EXERCISE DESCRIPTION:
Write out precisely the lines beginning with the line that contains "Mark one point per instance of the cat's cheek" and ending with the last line of the entries, and no other lines.

RECORD EXCERPTS:
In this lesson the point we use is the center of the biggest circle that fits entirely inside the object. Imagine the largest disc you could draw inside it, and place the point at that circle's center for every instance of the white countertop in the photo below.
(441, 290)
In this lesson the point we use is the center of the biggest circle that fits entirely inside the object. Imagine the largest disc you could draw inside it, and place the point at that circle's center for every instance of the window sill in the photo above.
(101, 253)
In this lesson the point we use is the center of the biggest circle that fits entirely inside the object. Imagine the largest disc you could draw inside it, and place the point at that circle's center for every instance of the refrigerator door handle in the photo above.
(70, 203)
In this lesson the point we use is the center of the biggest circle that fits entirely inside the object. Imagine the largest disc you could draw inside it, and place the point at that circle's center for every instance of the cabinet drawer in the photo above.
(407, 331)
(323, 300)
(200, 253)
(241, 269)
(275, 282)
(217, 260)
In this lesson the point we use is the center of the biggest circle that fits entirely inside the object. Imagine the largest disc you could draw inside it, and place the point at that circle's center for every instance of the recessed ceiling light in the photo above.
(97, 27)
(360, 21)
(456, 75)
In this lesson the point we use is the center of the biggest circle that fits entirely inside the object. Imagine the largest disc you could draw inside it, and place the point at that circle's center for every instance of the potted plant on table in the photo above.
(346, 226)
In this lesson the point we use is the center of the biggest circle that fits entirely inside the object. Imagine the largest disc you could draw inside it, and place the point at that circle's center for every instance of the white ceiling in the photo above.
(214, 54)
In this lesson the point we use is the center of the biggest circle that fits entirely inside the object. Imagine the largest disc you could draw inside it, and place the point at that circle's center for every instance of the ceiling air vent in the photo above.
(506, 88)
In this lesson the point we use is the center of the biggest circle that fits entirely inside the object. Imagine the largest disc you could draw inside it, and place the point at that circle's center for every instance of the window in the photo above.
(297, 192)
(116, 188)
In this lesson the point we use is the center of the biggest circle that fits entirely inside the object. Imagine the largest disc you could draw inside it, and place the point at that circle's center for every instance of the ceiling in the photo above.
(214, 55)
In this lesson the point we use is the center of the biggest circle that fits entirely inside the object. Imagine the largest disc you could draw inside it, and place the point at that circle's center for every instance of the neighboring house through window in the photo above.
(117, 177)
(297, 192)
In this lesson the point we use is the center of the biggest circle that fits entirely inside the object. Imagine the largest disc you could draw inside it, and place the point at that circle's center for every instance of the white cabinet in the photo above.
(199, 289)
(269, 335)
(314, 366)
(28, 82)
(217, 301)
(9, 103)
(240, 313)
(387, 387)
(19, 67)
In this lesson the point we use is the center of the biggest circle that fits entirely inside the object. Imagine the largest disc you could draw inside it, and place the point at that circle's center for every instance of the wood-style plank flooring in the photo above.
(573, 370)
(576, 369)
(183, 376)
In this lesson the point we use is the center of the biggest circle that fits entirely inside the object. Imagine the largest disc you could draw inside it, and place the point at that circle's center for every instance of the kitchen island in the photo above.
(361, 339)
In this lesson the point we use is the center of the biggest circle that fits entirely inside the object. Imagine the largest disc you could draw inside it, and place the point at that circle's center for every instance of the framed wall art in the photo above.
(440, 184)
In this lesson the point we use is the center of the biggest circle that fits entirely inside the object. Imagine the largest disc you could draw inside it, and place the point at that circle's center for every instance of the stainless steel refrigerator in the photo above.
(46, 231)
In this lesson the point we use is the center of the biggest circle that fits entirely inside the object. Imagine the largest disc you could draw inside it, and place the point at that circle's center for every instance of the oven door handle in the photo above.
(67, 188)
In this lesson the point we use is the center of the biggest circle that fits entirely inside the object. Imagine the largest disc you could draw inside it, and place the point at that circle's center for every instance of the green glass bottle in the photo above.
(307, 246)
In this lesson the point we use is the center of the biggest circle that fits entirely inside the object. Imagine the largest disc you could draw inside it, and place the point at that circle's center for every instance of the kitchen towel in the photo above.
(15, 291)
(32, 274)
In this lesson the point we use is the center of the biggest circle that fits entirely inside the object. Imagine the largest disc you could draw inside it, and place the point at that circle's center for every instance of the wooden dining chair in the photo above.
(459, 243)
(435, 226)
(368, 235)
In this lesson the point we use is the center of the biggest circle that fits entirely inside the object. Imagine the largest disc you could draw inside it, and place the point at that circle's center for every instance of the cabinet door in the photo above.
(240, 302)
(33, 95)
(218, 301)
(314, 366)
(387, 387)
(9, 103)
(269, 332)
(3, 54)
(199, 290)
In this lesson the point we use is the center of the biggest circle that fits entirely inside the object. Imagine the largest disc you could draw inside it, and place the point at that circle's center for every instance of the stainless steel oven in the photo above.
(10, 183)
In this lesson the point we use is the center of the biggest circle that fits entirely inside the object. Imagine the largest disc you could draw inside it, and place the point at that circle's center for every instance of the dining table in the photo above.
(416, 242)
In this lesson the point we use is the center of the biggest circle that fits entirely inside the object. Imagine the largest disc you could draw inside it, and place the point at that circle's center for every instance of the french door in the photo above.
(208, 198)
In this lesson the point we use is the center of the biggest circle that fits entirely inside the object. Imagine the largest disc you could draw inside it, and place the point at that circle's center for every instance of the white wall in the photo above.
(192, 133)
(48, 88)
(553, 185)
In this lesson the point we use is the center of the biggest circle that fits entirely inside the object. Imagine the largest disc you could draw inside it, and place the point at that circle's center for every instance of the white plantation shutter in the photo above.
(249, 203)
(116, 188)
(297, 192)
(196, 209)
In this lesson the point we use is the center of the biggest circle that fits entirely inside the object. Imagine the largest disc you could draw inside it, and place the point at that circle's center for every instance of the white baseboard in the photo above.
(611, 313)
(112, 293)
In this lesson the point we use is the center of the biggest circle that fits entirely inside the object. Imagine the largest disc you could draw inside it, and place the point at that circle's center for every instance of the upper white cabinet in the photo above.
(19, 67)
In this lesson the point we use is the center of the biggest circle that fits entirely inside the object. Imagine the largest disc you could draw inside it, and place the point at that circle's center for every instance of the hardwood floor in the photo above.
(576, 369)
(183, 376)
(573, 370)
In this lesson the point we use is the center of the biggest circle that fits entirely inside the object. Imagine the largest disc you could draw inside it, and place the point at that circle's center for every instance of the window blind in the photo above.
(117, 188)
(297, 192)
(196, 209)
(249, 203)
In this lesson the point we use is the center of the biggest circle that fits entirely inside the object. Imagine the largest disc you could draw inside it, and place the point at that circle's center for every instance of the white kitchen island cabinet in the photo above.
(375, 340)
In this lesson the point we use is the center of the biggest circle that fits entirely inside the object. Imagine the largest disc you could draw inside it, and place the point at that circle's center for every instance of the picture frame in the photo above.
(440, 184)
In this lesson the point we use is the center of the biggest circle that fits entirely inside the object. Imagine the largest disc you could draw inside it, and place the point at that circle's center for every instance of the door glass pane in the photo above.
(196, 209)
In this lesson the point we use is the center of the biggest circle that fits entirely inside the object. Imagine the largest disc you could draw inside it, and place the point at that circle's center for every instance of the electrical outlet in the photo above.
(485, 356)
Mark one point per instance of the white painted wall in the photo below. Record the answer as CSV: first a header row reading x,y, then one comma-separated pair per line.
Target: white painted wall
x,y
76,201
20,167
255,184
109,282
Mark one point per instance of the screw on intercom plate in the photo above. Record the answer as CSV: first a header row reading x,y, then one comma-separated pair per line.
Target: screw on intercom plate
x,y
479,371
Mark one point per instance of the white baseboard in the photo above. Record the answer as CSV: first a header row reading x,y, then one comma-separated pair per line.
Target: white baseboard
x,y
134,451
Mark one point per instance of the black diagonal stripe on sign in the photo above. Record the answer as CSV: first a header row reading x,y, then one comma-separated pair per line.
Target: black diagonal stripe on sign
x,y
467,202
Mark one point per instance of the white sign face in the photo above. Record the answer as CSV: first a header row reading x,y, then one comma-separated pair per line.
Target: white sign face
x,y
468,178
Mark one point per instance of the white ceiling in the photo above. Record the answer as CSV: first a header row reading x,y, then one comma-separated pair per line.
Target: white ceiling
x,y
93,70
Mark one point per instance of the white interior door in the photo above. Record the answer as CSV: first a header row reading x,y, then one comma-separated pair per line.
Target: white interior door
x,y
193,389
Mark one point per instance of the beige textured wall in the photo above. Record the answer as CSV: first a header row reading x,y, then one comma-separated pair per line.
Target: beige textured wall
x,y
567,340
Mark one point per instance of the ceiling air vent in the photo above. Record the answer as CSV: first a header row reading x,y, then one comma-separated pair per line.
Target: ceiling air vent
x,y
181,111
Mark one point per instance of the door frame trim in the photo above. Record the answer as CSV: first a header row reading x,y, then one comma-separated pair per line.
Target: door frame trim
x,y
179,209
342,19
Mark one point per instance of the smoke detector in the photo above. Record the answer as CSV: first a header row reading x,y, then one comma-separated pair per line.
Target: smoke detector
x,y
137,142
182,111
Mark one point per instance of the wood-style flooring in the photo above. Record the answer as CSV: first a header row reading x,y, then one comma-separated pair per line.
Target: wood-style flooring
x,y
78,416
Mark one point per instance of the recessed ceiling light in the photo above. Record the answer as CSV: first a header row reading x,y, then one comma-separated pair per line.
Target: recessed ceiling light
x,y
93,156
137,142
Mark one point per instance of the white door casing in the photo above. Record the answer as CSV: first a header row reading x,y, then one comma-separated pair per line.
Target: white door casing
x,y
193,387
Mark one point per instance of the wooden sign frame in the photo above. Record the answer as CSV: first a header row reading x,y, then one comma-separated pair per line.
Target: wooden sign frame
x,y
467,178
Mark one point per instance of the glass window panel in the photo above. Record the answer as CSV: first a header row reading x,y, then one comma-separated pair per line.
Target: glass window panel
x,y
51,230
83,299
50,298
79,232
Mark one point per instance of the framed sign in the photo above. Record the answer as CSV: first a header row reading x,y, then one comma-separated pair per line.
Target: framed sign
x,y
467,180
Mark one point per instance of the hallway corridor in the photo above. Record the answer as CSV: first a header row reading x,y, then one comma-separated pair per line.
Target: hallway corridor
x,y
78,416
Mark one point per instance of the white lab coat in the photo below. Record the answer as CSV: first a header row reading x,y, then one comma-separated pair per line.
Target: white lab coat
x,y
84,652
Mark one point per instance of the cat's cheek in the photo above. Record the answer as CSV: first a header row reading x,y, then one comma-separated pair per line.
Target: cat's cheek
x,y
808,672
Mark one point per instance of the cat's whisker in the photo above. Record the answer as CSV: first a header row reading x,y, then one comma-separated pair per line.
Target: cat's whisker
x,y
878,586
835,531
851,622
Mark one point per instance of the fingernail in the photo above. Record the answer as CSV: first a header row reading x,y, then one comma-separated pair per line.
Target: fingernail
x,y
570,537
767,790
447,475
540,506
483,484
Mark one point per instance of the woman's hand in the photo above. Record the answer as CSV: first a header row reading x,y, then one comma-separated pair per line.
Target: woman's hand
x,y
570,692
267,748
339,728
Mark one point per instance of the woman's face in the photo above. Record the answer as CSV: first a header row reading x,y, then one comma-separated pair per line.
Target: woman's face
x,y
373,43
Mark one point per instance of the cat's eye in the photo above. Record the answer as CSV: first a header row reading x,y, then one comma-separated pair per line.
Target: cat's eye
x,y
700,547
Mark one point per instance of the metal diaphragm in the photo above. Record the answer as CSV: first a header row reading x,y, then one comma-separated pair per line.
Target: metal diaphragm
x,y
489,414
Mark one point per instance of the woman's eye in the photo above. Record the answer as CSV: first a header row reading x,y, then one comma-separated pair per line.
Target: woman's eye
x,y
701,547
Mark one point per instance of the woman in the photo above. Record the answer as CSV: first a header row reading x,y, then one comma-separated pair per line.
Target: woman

TASK ANSWER:
Mark one point per instance of the cat's cheek in the photo above. Record the answer as CSV: first a header row reading x,y, then one comma-separated pair per line.
Target: cat's cheek
x,y
808,672
Mark one point per instance of the cat's whisker in the photo above. Record the answer as CSV: first a header row reading x,y, then one comma-separated pair per line.
Target: cat's whisker
x,y
878,586
835,531
851,622
Mark one point per instance of the fingernail in the photo above. Record the answer as CSV: first a header row reading x,y, then one comma-separated pair per line.
Target: fingernail
x,y
570,537
767,790
447,475
540,506
483,484
Mark one point per instance of the woman's hand in the photo above. Record the answer as CSV: first a header row reading x,y, then one comma-separated pair per line.
Target: woman's hand
x,y
570,692
267,748
339,728
Mark one point per instance of the woman's face in the photo above. Record the answer as CSV: first a header row reading x,y, then one comma-separated pair per line.
Target: woman's face
x,y
373,43
Mark one point per instance of the cat's eye in the photo above. Record the answer as CSV: first a header row reading x,y, then one comma-separated pair per line.
Target: cat's eye
x,y
700,547
Mark one point per instance of the metal diaphragm in the photo above. Record the answer as CSV: first a header row reading x,y, then one comma-separated pair per line.
Target: metal diaphragm
x,y
489,414
Mark one point per instance of the woman's eye in the photo above. Record the answer as CSV: first a header row reading x,y, then one comma-separated pair per line.
Target: woman's eye
x,y
701,547
Mark one point per instance of the woman in the photo above. Record the answer as CSV: first a header row reading x,y, then one comma-separated pair per line.
Target: woman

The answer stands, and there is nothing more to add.